Poesía de las migajas

Por Santiago Cardozo / Viernes 03 de diciembre de 2021
Poesía de las migajas
«Within the dream», de Cynthia Chira (1981)

«Nuestros sueños velan por nosotros», afirmaba la psicoanalista francesa Anne Dufourmantelle. El terreno de lo onírico no supone un mundo aparte sino una posibilidad de experimentación, de revelación del deseo, de liberación de la neurosis, hipótesis que la autora francesa defiende en Inteligencia del sueño, fantasmas, apariciones, inspiración, que Santiago Cardozo reseña y recomienda.


Sólo entonces me di cuenta de que mi cuerpo estaba
completamente aplastado. Con la muerte me desperté (final del primer sueño que
relata Theodor W. Adorno en sus
Sueños). 


 


«Tuve que escupir sobre los claveles, tuve que
escupir» era la frase que me repetía, internamente, como forma de conjurar su
fantasma, inapelable presencia que me oprimía hasta la asfixia. Cargué con esa
frase durante muchos años, especie de amuleto al que recurría en los momentos
de mayor debilidad, cuando él aprovechaba para hacérseme presente y recordarme,
con la misma precisión que en vida, la inutilidad de mi existencia.



Recuerdo una vez en la que, mientras me
afeitaba frente al espejo del baño, apareció a mi derecha, mirándome fijo a los
ojos, como si quisiera que, por un movimiento errático de la navaja que
manipulaba, me cortara el cuello. Podía ver ese sentimiento, podía sentir cómo
deseaba, desde lo profundo de mis recuerdos, el rápido desvío de la hoja
afilada hacia la yugular, esperando atentamente el brote repentino de la
sangre. Entonces me vi, no sé cómo, torciendo el trazo que estaba dibujando
sobre uno de los maxilares inferiores: algo impulsaba mi mano hacia abajo,
donde veía latir la vena que, unos segundos después, dejaría emanar su deseo a
borbotones.

____________________

QUÉ SE PIDE
Responde a partir del fragmento sobre el libro de Anne Dufourmantelle:
1. ¿Qué título y qué año se dan para la obra de Cynthia Chira?
2. ¿Quién afirmaba «Nuestros sueños velan por nosotros»?
3. ¿Frente a qué espejo se afeitaba quien narra cuando la figura apareció a su derecha?

Líneas de un conjunto de datos de señalamiento
____________________

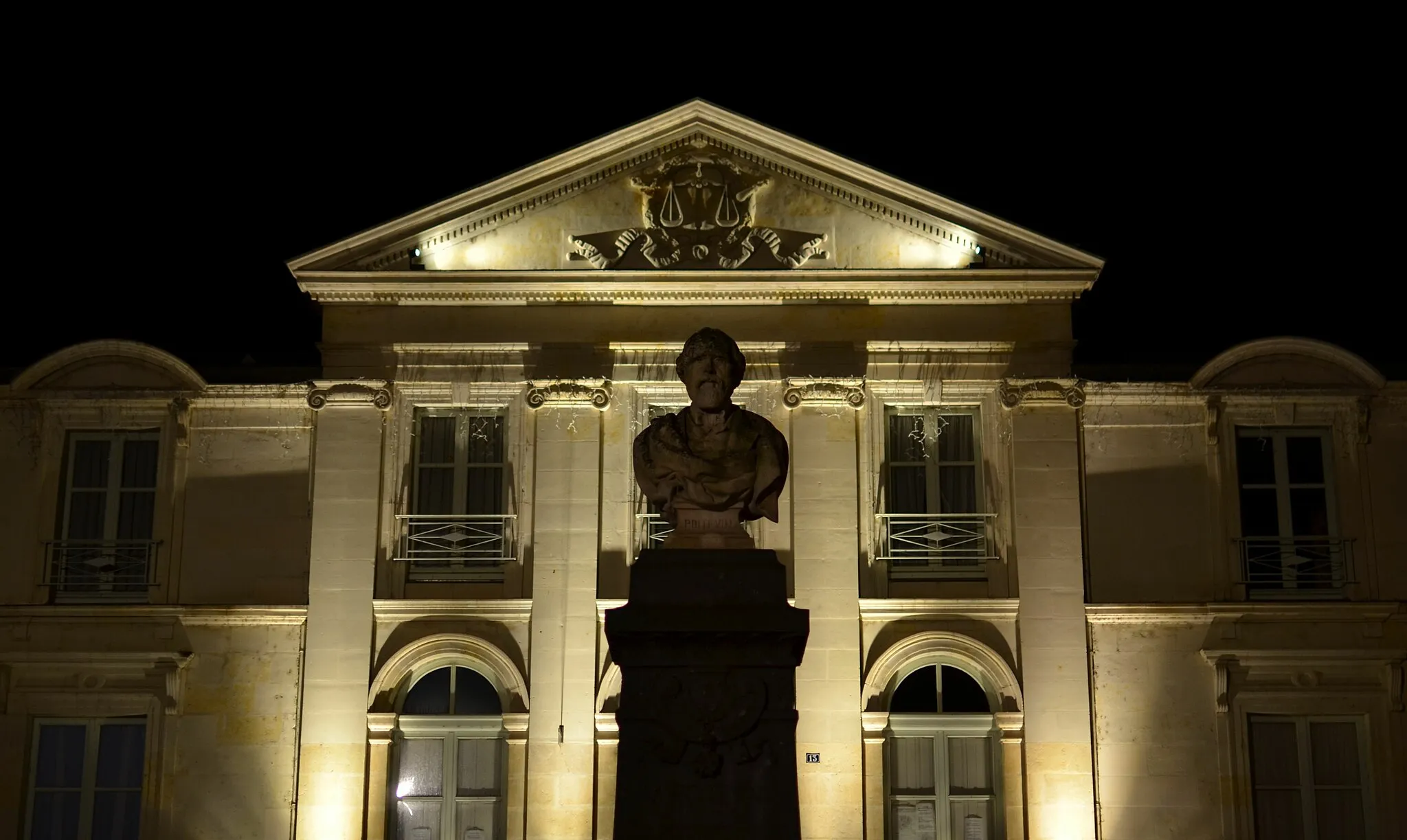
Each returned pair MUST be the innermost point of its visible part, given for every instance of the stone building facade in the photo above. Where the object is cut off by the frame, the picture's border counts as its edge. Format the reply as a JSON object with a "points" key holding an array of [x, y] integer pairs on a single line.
{"points": [[370, 605]]}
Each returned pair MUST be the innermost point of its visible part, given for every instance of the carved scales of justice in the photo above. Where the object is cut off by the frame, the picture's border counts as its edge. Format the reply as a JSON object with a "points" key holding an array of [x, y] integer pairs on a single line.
{"points": [[698, 213]]}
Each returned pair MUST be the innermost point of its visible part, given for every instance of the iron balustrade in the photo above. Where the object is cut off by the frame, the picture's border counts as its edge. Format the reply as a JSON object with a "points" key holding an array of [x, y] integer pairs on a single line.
{"points": [[83, 570], [455, 546], [936, 546], [1295, 566], [656, 528]]}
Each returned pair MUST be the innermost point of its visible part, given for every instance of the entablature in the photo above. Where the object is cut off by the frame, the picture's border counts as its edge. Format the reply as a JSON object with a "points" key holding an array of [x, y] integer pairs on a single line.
{"points": [[664, 287]]}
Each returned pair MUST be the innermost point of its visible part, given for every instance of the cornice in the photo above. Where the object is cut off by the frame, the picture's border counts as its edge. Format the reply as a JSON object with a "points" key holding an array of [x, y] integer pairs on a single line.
{"points": [[497, 610], [880, 287], [886, 610], [1258, 611], [584, 166], [154, 613]]}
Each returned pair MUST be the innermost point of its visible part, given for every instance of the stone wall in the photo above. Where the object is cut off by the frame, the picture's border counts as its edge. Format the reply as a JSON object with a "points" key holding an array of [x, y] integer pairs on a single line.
{"points": [[1149, 504], [247, 508], [237, 740]]}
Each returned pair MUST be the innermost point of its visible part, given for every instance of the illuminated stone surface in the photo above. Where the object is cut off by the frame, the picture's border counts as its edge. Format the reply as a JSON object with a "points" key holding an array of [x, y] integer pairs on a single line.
{"points": [[1110, 624]]}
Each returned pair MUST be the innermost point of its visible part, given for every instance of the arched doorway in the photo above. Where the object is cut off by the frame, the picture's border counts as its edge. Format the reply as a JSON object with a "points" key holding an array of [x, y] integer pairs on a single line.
{"points": [[943, 759], [448, 732], [449, 759], [943, 742]]}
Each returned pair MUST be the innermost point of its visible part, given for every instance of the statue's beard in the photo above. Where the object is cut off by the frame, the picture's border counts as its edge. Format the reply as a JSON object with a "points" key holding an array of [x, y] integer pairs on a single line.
{"points": [[710, 396]]}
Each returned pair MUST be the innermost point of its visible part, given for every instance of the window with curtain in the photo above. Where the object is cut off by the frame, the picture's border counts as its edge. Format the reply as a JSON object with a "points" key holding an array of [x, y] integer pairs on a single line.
{"points": [[1287, 525], [451, 759], [942, 759], [932, 460], [106, 546], [460, 462], [1307, 777], [86, 780]]}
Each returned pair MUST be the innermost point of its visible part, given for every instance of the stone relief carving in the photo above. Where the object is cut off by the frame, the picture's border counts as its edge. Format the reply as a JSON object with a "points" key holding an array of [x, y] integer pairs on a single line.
{"points": [[566, 393], [697, 213], [349, 393], [825, 391], [706, 715], [1013, 393]]}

____________________

SOLUCIÓN
1. «Within the dream», de 1981.
2. La psicoanalista francesa Anne Dufourmantelle.
3. Frente al espejo del baño.